[Items from a data source]
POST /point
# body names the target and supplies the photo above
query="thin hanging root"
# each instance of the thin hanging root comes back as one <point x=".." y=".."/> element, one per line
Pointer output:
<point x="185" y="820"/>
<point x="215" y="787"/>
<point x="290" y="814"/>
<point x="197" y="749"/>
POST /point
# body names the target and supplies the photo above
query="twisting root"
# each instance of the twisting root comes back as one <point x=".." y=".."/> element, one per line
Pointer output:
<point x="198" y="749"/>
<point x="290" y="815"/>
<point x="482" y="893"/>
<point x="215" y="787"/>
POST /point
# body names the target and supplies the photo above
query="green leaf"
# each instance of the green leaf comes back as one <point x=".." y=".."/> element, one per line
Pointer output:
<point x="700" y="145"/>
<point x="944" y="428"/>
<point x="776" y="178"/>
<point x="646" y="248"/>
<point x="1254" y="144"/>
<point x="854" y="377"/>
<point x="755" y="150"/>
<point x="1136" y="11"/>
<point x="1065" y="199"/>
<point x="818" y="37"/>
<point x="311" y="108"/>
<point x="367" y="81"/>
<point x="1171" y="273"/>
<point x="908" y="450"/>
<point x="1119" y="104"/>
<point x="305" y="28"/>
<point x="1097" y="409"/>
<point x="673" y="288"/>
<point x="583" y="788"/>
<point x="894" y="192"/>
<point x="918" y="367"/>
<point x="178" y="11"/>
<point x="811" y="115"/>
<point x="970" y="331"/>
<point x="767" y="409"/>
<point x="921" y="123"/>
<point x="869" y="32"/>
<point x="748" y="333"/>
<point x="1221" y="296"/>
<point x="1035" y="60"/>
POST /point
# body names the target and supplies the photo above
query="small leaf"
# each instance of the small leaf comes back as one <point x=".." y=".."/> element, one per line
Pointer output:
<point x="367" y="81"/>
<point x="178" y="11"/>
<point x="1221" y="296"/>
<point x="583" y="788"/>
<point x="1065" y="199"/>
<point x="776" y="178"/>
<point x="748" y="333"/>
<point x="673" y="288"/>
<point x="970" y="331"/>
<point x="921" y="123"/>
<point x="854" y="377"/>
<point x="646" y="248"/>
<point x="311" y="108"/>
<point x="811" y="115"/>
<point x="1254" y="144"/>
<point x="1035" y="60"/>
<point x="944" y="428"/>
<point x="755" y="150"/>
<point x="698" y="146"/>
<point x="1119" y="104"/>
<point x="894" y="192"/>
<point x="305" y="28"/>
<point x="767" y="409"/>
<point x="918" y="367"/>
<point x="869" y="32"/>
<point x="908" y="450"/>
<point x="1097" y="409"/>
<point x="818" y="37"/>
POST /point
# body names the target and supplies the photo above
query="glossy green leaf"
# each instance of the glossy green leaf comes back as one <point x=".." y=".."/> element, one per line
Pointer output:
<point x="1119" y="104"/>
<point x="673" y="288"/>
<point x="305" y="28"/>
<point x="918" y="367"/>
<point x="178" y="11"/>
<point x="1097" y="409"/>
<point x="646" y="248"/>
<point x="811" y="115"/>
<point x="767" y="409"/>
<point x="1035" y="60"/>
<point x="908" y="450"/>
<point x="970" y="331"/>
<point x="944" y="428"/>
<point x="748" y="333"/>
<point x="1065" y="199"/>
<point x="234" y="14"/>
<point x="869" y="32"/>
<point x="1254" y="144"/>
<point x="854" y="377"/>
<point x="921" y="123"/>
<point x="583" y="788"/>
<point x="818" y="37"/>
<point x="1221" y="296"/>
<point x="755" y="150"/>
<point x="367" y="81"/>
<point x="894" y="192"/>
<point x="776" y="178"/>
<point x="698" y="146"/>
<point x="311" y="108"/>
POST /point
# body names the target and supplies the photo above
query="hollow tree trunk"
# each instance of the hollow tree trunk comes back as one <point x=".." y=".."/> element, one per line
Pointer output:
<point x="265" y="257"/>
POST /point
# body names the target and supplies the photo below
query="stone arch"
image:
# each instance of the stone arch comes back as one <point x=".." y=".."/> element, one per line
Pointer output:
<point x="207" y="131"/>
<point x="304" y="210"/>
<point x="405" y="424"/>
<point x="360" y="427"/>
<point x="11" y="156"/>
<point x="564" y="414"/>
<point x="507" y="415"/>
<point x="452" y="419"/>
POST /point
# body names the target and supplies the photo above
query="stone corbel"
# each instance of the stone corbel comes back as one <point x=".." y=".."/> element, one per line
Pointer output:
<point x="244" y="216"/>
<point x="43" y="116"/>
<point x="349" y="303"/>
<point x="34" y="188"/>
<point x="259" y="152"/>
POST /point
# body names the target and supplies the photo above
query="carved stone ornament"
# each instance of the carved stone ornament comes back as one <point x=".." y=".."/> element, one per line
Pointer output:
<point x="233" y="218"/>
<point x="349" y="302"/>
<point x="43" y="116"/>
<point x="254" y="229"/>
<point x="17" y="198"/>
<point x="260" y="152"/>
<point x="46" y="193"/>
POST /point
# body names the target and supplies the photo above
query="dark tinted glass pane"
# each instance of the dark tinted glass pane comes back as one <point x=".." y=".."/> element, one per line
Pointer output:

--

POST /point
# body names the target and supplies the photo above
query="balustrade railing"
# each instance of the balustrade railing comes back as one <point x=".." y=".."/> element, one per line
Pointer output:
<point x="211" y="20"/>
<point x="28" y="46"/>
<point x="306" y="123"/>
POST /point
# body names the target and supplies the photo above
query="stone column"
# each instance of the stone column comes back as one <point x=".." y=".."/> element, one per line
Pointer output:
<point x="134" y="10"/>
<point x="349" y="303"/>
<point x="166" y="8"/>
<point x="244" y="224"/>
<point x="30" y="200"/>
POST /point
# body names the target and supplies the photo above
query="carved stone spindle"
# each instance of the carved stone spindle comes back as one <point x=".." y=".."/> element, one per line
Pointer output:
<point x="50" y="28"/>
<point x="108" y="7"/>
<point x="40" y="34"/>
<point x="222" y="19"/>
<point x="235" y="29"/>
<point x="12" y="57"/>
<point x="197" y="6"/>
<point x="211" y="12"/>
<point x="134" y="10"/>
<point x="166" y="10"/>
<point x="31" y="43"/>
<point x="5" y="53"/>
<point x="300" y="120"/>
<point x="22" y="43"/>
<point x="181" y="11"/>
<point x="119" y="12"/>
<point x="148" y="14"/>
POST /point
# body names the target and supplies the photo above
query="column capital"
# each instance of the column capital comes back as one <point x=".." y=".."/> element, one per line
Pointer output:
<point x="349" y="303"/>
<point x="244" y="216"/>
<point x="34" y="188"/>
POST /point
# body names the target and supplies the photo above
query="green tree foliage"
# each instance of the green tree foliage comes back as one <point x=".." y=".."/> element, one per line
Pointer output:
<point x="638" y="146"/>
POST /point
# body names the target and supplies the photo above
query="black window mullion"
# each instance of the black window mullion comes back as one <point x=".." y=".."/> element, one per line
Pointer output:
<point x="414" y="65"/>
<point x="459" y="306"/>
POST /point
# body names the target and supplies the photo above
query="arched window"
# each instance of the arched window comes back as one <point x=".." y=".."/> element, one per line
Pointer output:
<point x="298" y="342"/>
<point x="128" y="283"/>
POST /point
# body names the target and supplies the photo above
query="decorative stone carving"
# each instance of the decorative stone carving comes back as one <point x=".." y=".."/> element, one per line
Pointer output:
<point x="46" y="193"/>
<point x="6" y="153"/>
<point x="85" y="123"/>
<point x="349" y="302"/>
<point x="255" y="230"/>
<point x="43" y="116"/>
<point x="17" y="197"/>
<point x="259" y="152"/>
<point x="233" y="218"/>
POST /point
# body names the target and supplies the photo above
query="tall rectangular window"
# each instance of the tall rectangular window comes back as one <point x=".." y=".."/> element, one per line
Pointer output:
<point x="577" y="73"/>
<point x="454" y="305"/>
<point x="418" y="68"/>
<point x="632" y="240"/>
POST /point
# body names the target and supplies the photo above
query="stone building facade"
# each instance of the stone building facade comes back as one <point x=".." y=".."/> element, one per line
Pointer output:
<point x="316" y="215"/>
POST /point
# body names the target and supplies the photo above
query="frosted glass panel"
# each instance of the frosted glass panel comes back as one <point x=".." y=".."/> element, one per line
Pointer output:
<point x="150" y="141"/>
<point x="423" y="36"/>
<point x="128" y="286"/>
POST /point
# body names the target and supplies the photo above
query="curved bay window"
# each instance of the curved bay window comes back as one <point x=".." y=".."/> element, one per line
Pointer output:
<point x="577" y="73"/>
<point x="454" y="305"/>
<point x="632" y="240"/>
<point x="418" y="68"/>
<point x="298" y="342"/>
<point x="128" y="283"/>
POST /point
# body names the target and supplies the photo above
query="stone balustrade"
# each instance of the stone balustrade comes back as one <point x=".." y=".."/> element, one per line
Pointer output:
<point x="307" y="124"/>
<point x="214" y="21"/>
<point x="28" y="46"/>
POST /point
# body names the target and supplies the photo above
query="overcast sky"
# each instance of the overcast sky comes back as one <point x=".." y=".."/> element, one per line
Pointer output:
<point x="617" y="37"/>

Exercise aim: Pull out every line of the records above that contains the word "twisting".

Exercise output:
query="twisting root"
# each instance of the twisting root comes back as one <point x=".." y=".."/> element, one per line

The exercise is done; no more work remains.